Data from a point labeling set:

----------

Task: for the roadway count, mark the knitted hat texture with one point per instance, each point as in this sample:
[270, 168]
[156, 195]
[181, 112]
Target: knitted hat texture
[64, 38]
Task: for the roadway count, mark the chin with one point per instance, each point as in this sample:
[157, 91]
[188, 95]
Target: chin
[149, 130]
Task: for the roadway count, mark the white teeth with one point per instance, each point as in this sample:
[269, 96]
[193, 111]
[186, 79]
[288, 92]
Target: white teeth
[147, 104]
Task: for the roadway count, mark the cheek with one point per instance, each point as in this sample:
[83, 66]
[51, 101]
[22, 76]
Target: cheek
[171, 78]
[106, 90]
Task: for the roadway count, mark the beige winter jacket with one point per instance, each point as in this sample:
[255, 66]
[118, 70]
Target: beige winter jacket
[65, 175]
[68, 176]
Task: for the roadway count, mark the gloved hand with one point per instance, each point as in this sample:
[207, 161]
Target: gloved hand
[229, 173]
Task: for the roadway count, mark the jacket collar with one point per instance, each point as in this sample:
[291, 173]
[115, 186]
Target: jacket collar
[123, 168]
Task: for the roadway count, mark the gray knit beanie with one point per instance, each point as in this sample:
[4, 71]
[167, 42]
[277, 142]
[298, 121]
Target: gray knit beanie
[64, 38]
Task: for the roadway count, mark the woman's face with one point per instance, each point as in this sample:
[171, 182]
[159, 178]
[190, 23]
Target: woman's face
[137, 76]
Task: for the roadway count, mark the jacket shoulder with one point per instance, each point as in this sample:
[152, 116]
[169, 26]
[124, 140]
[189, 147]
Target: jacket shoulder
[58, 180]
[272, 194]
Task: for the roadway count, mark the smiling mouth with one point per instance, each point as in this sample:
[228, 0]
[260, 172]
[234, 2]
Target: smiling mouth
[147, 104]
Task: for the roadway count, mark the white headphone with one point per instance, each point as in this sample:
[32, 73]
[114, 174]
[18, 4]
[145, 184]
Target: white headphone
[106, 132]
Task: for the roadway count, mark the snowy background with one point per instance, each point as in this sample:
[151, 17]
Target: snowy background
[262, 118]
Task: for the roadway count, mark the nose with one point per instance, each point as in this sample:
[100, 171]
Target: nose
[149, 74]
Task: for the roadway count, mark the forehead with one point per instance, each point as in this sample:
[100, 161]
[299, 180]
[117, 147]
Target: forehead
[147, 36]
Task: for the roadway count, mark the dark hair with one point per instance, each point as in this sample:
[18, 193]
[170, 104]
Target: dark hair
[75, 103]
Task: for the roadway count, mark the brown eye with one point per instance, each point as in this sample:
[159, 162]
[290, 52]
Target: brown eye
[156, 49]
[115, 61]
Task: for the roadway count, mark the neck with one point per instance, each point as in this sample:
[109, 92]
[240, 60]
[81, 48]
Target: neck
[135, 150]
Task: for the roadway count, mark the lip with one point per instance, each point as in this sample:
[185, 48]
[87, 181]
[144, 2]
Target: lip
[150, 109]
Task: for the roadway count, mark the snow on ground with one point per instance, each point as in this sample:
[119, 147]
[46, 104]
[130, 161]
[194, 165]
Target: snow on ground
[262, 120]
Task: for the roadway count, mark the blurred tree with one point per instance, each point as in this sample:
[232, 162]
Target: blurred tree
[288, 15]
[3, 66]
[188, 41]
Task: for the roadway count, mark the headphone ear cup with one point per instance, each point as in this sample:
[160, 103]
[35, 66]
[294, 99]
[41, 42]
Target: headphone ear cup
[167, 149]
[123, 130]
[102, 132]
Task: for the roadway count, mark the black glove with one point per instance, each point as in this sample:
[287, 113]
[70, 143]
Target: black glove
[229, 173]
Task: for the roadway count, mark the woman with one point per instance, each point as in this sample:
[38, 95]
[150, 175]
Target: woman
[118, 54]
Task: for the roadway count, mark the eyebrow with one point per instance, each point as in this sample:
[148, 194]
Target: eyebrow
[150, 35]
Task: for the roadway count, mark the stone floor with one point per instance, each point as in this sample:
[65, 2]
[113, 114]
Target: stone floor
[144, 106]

----------

• What you will do: Write out the data verbatim from the line containing "Task: for the roadway count, mark the woman with" through the last line, including both ends.

• Complete answer:
Task: for the roadway count, mark the woman with one point per instance, each point as in this sample:
[38, 95]
[150, 175]
Target: woman
[118, 54]
Task: for the roadway count, mark the eyebrow with one point per instance, each point as in this sample:
[148, 194]
Target: eyebrow
[150, 35]
Task: for the roadway count, mark the stone floor with one point per instance, each point as in this sample:
[65, 2]
[113, 114]
Target: stone floor
[144, 106]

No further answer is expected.